◆ **Aim of the task**:
A complete and exact copy of the data below is the task.

*** Listed entries ***

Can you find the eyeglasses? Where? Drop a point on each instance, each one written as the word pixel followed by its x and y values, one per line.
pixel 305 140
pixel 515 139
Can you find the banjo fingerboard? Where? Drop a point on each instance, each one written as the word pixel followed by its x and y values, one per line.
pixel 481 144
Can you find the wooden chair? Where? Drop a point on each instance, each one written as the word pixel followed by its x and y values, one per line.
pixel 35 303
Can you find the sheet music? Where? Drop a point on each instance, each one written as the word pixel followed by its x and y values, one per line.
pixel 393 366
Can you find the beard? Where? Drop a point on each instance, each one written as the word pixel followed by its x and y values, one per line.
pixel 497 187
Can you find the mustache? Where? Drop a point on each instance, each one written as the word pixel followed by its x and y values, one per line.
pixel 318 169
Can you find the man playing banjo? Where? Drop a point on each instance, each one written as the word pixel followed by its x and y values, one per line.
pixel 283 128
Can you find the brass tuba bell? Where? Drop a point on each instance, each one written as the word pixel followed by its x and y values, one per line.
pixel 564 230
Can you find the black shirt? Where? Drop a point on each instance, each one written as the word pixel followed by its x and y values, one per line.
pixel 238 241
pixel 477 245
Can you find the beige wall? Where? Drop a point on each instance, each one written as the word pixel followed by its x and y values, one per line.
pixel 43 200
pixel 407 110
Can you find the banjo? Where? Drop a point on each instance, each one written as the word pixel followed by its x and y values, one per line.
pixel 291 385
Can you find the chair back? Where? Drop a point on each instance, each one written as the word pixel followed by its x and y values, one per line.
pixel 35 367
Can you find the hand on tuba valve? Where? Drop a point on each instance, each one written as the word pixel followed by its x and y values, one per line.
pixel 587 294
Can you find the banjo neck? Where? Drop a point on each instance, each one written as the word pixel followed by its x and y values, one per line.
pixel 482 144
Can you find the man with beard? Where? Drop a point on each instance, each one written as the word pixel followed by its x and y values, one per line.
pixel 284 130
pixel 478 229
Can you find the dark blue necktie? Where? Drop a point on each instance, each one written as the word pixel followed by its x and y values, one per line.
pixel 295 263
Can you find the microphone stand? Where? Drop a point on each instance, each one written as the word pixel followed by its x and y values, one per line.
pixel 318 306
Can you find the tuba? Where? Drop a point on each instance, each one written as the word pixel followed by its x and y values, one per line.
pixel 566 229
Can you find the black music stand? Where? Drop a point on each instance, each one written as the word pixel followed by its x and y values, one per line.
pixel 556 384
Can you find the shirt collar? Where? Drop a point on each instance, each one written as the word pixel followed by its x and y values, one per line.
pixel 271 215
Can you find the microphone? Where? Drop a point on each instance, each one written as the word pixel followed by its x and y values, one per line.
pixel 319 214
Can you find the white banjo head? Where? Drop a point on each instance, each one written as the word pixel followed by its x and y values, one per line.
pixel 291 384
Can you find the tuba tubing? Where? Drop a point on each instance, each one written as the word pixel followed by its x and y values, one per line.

*** End of Listed entries ***

◆ **Response**:
Can you find the eyeglasses? Where? Drop a point on each instance, each one written as the word pixel followed by its x and y values, one per line.
pixel 305 140
pixel 515 139
Can you find the banjo fingerboard? Where? Drop a point on each instance, each one written as the word pixel followed by its x and y values, one per line.
pixel 481 144
Can you find the wooden chair? Where? Drop a point on each instance, each one written as the word pixel followed by its x and y values, one per line.
pixel 35 303
Can you find the sheet music? Where? Drop a point on each instance, each one written as the word pixel followed by its x and y values, one per line.
pixel 393 366
Can you find the beard? Where? Drop a point on each instance, each one written as the word pixel followed by its x and y values, one per line.
pixel 497 187
Can you find the mustache? Where? Drop a point on each instance, each one written as the word pixel followed by its x and y values, one per line.
pixel 318 169
Can you find the man playing banjo? Where? Drop a point on each instance, each one written as the word pixel followed by its x and y values, one per line.
pixel 283 128
Can you find the brass tuba bell? Where? Drop a point on each instance, each one written as the word pixel followed by its x and y values, one per line.
pixel 564 230
Can you find the black shirt? Where? Drop a point on each instance, each one written as the word pixel followed by its x and y values, one per line.
pixel 238 241
pixel 477 245
Can you find the beige wall? Where? Drop a point on each instance, each one written as the word pixel followed by its x and y values, one per line.
pixel 43 200
pixel 407 110
Can you find the banjo? Where? Drop a point on each instance, each one written as the word pixel followed by its x and y values, one per line.
pixel 291 385
Can you find the chair back? Where? Drop a point on each instance, each one written as the word pixel followed by its x and y values, one per line.
pixel 35 367
Can you find the hand on tuba valve? Where? Drop a point on each instance, each one written as the word pixel followed by its x and y values, one per line.
pixel 587 294
Can you find the banjo neck? Where? Drop a point on each instance, each one written as the word pixel followed by its x and y values, one per line.
pixel 482 144
Can you find the man with beard? Where? Drop a point on each instance, each one written as the word pixel followed by its x and y values, one per line.
pixel 284 130
pixel 478 229
Can you find the dark blue necktie? Where? Drop a point on each instance, each one written as the word pixel followed by its x and y values, one per line.
pixel 295 263
Can you find the microphone stand? Where? Drop a point on each instance, each one written as the word pixel followed by its x and y values, one per line.
pixel 318 306
Can you find the tuba? Where? Drop a point on each instance, each one written as the word pixel followed by its x and y values, one per line.
pixel 566 229
Can you find the black music stand? Where? Drop a point on each instance, each one written as the word pixel followed by its x and y values, one per line.
pixel 556 384
Can you find the shirt collar? Where? Drop a point on each instance, each one written as the word pixel followed by its x and y values, one per line.
pixel 271 215
Can you find the microphone? Where? Drop a point on each instance, each one written as the word pixel followed by its x and y values, one per line.
pixel 319 214
Can you find the white banjo head? Where? Drop a point on each instance, each one written as the word pixel followed by its x and y values, one per line.
pixel 291 384
Can you find the tuba tubing? Where? Drop a point on each instance, each one written as the word pixel followed by its x and y values, one per line.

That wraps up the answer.